Records for the task
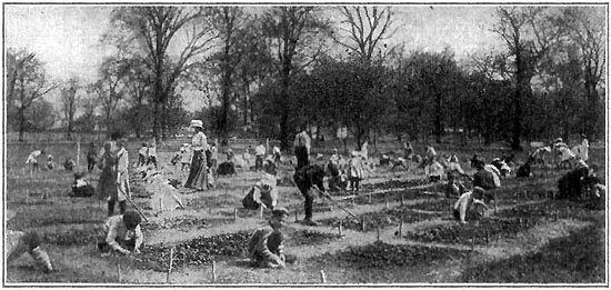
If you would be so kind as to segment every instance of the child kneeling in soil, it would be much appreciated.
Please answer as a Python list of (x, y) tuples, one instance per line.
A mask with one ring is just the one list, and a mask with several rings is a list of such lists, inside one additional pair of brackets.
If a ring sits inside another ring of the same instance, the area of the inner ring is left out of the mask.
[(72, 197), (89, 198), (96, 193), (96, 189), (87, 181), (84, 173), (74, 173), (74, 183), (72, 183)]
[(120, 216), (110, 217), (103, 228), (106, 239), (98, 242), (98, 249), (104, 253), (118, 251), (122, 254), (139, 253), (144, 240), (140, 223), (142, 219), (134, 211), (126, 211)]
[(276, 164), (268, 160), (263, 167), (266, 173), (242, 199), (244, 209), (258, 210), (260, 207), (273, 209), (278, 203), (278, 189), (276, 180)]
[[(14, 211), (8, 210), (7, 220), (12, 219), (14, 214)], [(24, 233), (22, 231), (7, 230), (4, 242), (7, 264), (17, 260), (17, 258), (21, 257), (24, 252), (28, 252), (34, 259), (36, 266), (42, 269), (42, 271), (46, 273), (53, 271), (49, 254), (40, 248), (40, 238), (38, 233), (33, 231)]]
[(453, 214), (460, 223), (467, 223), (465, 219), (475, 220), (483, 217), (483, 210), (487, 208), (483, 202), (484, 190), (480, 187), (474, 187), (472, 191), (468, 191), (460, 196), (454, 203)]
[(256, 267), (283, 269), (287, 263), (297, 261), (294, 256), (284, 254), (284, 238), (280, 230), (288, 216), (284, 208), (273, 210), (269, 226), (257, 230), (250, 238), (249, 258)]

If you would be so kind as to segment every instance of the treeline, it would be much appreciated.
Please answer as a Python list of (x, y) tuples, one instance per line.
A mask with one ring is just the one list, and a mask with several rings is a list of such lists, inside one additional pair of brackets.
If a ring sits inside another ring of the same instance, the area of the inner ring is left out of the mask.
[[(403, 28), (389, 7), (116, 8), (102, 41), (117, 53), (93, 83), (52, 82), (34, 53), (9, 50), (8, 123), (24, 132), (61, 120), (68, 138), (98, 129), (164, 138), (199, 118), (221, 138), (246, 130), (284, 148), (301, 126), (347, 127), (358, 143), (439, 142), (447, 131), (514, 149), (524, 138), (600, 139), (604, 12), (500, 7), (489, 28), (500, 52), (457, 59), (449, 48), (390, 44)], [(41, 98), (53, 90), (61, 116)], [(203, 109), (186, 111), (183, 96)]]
--
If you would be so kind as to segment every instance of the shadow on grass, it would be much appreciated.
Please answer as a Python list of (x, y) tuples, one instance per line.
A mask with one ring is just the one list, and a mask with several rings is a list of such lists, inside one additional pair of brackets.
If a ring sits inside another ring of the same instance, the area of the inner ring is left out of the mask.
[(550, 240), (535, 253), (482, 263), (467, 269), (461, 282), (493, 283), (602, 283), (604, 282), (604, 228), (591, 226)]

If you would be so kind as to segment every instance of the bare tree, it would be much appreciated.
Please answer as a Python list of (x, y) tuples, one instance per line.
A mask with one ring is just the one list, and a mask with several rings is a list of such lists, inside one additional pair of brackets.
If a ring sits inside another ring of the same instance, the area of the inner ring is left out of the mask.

Goal
Reproduce only the data from the line with "treeline, it would be much appreciated." up to and including the line with "111), (183, 96)]]", keeping the request lines unchanged. Multiply every x and y coordinate in the answer by 1.95, and round each result to a whole number with halves rounded up.

Correct result
If you would be so kind as to segment every instance of the treeline, it would be much appreciated.
Please answer as a Python list of (x, y) tuples, one instance per line.
A mask with one ring is just the one list, and a mask with several rings is a list of such lists, inside one additional pair of brackets.
If a ring sits inside another ring of the same instance, the area of the inner ring is left out of the mask.
[[(786, 55), (759, 14), (226, 16), (199, 80), (228, 103), (181, 162), (101, 160), (66, 103), (18, 98), (16, 240), (47, 257), (119, 234), (133, 269), (191, 252), (320, 269), (388, 230), (431, 269), (480, 254), (554, 289), (587, 246), (677, 248), (698, 279), (856, 277), (872, 255), (1002, 291), (1022, 269), (1170, 271), (1178, 23), (975, 14), (954, 55), (975, 101), (891, 115), (876, 94), (761, 86)], [(80, 191), (103, 176), (119, 226)], [(396, 213), (363, 216), (357, 187)]]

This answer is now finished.